'''

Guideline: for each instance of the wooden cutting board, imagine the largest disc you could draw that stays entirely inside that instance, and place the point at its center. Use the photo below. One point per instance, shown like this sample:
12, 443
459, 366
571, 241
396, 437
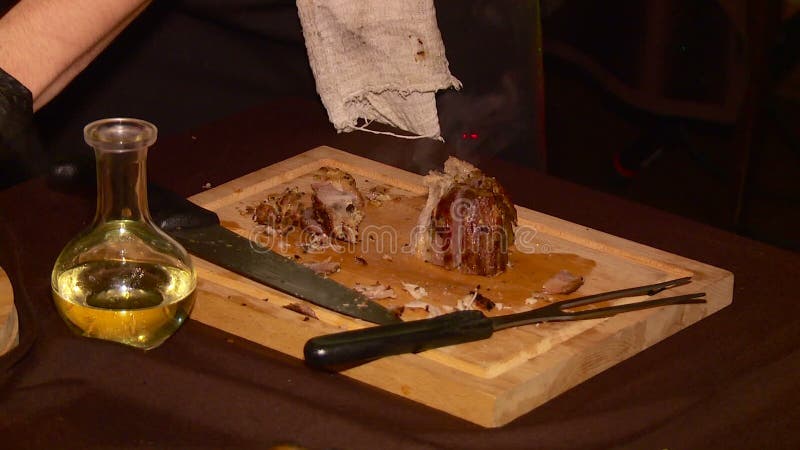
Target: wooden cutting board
9, 325
489, 382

'''

Pull out every line in the entries above that contains the word "wooden", and reproduce each one unchanged.

* FINAL ANSWER
Guideline: for each instance of the wooden cutting board, imagine the largest disc you could draw that stays entirely inside that instance, and place the point at its center. Use the photo below. One point per instance, shown like this sample:
Target: wooden cutting board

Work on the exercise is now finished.